**Source excerpt**
::::
Crop insurance essential for farmers’ welfare

C M Sharma
On 23 October, 2021, heavy and widespread rains, accompanied with hail storm, lashed different parts of districts of Jammu region, bringing devastation to rice and vegetable crops which stood at maturation stage in thousands of hectares area. The precipitation of 80 to 100 mm. just within 12 hours was damaging enough to cause lodging of crops and/or shattering of grains in coarse and semi-fine varieties of rice and high value basmati rice varieties in Jammu. Many areas under maize crop were also affected. Irrecoverable damage was caused to the freshly sown and sprouting seeds, growing seedlings, tubers and bulbs of rabi season crops like toria, mustard, vegetables, onion, garlic, potato and exotic vegetables like broccoli also.
::::
**Recorded information**

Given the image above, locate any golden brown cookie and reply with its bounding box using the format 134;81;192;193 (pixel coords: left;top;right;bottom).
::::
**Written tasks**
1 > Write out the stretch of the crop insurance article from "Crop insurance essential" through "like broccoli also.".
2 > According to the crop insurance article, how much precipitation fell within 12 hours?
3 > Carry on the crop insurance article, picking up after its final sentence.

**Answers to the exercise**
1 >
Crop insurance essential for farmers’ welfare

C M Sharma
On 23 October, 2021, heavy and widespread rains, accompanied with hail storm, lashed different parts of districts of Jammu region, bringing devastation to rice and vegetable crops which stood at maturation stage in thousands of hectares area. The precipitation of 80 to 100 mm. just within 12 hours was damaging enough to cause lodging of crops and/or shattering of grains in coarse and semi-fine varieties of rice and high value basmati rice varieties in Jammu. Many areas under maize crop were also affected. Irrecoverable damage was caused to the freshly sown and sprouting seeds, growing seedlings, tubers and bulbs of rabi season crops like toria, mustard, vegetables, onion, garlic, potato and exotic vegetables like broccoli also.

2 > 80 to 100 mm

3 >
The sudden aberration in weather conditions shattered all the hopes that farmers had harboured for earning handsome income from an anticipated bumper harvest. The loss at a time when bumper yields were expected brought to mind, quotes from the renowned novelist and poet Thomas Hardy. Often writing about the beauties of nature, Thomas Hardy has penned down its cruelty also. In the ‘Mayor of Casterbridge’, he writes, “… a man might gamble upon the square green areas of fields as readily as upon those of a card room.” Incidentally, more than 70 percent of the cropped area of Jammu region in the Union Territory of Jammu and Kashmir is rain-fed and not irrigated. The gamble therefore becomes trickier and challenging. However, welfare being the main plank of the government, it becomes her moral duty to adequately compensate the victims of natural calamities. Affected farmers are naturally clamouring for compensation.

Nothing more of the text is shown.